_Things to do_:
**a.** In the Velox CNC thread, which machine does the first poster say they are currently looking at?
**b.** Please reproduce the Velox CNC thread verbatim from "I am currently" to "(Aug 11, 2013)".
**c.** Render this sentence from the Velox CNC thread in Spanish: "The choice of machine should include more factors than machine and price."

_Extract_:
## start

# Velox CNC



## mariongee (Apr 19, 2015)

I am currently looking at a Velox Vt 5050 with 4th rotary axis.
I have had many conversations with Ron, the owner, and he has sold me on the quality of the machine. I have also been contacted by Anhui William Vcut, a Chinese manufacturer, who will sell me a 4 router, 4 spindle CNC for approximately the same price when you figure in freight costs. I have verified the company's existance with an international lawyer, so I know they are a real Company.
Does anyone have any experiences with these two machines that could help me determine the best way to go?
Thank you for the input
MGEE


----------



## old55 (Aug 11, 2013)

Welcome to the forum.


----------



## Semipro (Mar 22, 2013)

Hello and welcome to the forum. MGEE
I moved your post to CNC routing


----------



## jw2170 (Jan 24, 2008)

Welcome to the forum..


----------



## bgriggs (Nov 26, 2008)

Post a link to both machines you are considering and I will take a peek at them. 

The choice of machine should include more factors than machine and price. Customer service and repair are nothing to sneeze at. Also your level of experience with CNC machines and computer skills.

Bill


----------



## jw2170 (Jan 24, 2008)

Bill, I don't think the OP can post a link until he has 10 posts. [ant-spammer thing ]


----------

## end

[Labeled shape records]

## start

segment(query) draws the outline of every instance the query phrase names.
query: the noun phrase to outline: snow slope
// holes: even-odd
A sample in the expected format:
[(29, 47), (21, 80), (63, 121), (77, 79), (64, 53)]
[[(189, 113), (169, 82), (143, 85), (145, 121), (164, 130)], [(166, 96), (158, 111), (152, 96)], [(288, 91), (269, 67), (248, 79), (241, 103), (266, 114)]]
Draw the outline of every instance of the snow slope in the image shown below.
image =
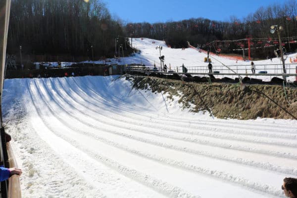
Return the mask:
[(296, 120), (219, 119), (131, 87), (115, 76), (5, 80), (23, 197), (280, 198), (297, 177)]

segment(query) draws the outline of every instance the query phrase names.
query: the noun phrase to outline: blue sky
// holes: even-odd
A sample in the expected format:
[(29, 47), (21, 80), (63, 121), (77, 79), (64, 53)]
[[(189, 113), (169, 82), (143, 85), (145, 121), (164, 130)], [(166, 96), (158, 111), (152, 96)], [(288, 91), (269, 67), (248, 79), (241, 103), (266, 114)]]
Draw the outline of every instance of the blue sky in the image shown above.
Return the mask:
[(125, 22), (153, 23), (203, 17), (225, 21), (242, 19), (261, 6), (285, 0), (103, 0), (110, 14)]

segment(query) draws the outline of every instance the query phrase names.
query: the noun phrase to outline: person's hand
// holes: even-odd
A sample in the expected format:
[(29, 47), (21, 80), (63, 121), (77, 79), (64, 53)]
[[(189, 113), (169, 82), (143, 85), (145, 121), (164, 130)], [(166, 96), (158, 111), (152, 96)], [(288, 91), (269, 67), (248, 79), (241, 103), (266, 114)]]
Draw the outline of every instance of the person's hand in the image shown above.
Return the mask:
[(9, 169), (10, 171), (10, 176), (12, 176), (12, 175), (18, 175), (20, 176), (22, 173), (23, 173), (22, 170), (19, 168), (9, 168)]

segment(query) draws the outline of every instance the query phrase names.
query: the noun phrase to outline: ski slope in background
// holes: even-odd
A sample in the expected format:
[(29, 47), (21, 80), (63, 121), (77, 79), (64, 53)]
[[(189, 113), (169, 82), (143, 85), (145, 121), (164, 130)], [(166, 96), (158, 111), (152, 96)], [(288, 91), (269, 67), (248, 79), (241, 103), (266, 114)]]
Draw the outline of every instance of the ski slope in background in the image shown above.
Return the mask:
[[(120, 57), (119, 58), (108, 59), (102, 61), (94, 61), (96, 63), (106, 64), (145, 64), (146, 66), (152, 66), (154, 63), (157, 67), (160, 66), (160, 51), (159, 49), (156, 49), (157, 47), (162, 47), (161, 51), (162, 55), (165, 56), (164, 63), (166, 64), (169, 67), (175, 71), (177, 71), (177, 67), (179, 71), (181, 71), (180, 67), (182, 64), (184, 64), (188, 68), (189, 73), (205, 73), (208, 71), (207, 65), (208, 63), (204, 62), (204, 59), (207, 56), (207, 54), (203, 52), (199, 53), (197, 50), (192, 48), (187, 48), (185, 50), (181, 49), (172, 49), (167, 47), (165, 43), (161, 41), (154, 40), (148, 38), (133, 38), (133, 47), (139, 50), (138, 52), (135, 53), (134, 56), (130, 57)], [(122, 54), (121, 53), (120, 53)], [(296, 58), (297, 53), (293, 53), (284, 56), (285, 62), (286, 66), (287, 73), (296, 74), (297, 65), (291, 64), (290, 58), (293, 60)], [(262, 79), (264, 81), (270, 81), (271, 78), (274, 77), (265, 76), (251, 76), (250, 61), (236, 60), (225, 58), (224, 57), (216, 55), (210, 55), (212, 63), (213, 66), (213, 71), (218, 71), (220, 73), (233, 73), (225, 65), (227, 65), (235, 72), (238, 73), (245, 74), (242, 76), (243, 78), (246, 76), (256, 79)], [(266, 71), (268, 73), (281, 74), (283, 72), (283, 66), (280, 57), (272, 58), (270, 59), (254, 61), (256, 67), (256, 73), (258, 73), (260, 71)], [(92, 61), (85, 61), (85, 62), (91, 63)], [(68, 63), (64, 63), (68, 64)], [(194, 69), (192, 67), (199, 67), (199, 69)], [(191, 67), (194, 69), (192, 70)], [(196, 69), (195, 70), (195, 69)], [(198, 69), (198, 70), (197, 70)], [(206, 76), (208, 76), (205, 75)], [(238, 75), (216, 75), (214, 74), (216, 78), (221, 78), (227, 77), (234, 79), (238, 77)], [(282, 78), (282, 76), (278, 76), (278, 78)], [(295, 76), (290, 76), (287, 78), (291, 82), (296, 80)]]
[(5, 80), (24, 198), (281, 198), (297, 122), (222, 120), (119, 76)]

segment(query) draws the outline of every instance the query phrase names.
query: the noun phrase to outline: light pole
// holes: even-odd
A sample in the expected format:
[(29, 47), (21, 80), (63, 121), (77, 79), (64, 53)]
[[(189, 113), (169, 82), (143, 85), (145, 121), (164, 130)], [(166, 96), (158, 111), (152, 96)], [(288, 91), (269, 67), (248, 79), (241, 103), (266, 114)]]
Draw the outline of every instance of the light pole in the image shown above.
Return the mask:
[(114, 39), (114, 52), (116, 55), (116, 43), (119, 41), (119, 37), (118, 36), (117, 38)]
[(91, 46), (91, 50), (92, 50), (92, 60), (93, 62), (93, 66), (94, 66), (94, 53), (93, 51), (93, 45)]
[(160, 56), (159, 57), (159, 59), (160, 59), (160, 65), (161, 65), (161, 71), (162, 71), (162, 59), (164, 60), (164, 57), (163, 57), (163, 58), (161, 58), (162, 56), (161, 56), (161, 50), (162, 50), (163, 48), (162, 46), (160, 46), (156, 47), (156, 50), (157, 50), (158, 48), (160, 50)]
[(24, 66), (23, 66), (23, 59), (22, 58), (22, 46), (20, 46), (20, 55), (21, 56), (21, 67), (23, 69)]
[[(270, 33), (271, 34), (274, 34), (275, 31), (277, 32), (277, 34), (279, 37), (279, 43), (280, 44), (280, 50), (281, 50), (281, 58), (282, 59), (282, 62), (283, 62), (283, 70), (284, 73), (286, 74), (286, 65), (285, 65), (285, 60), (284, 60), (284, 54), (283, 52), (283, 47), (282, 46), (282, 40), (281, 40), (281, 36), (280, 35), (279, 31), (283, 29), (283, 27), (281, 26), (277, 25), (272, 25), (270, 26)], [(286, 75), (283, 76), (283, 78), (285, 81), (287, 81)]]
[[(124, 57), (124, 50), (123, 50), (123, 45), (122, 44), (120, 45), (120, 48), (122, 49), (122, 52), (123, 53), (123, 57)], [(120, 52), (119, 51), (119, 56)]]

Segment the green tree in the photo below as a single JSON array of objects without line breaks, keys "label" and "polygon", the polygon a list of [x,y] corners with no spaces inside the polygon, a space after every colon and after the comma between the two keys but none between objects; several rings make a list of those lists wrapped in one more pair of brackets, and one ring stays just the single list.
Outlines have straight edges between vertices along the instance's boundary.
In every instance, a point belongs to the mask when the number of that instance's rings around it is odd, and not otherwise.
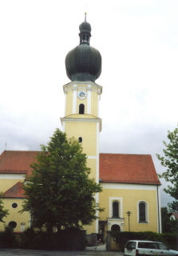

## end

_Answers by task_:
**a.** A Velox Vt 5050 with a 4th rotary axis.

**b.**
I am currently looking at a Velox Vt 5050 with 4th rotary axis.
I have had many conversations with Ron, the owner, and he has sold me on the quality of the machine. I have also been contacted by Anhui William Vcut, a Chinese manufacturer, who will sell me a 4 router, 4 spindle CNC for approximately the same price when you figure in freight costs. I have verified the company's existance with an international lawyer, so I know they are a real Company.
Does anyone have any experiences with these two machines that could help me determine the best way to go?
Thank you for the input
MGEE


----------



## old55 (Aug 11, 2013)

**c.** La elección de la máquina debería incluir más factores que la máquina y el precio.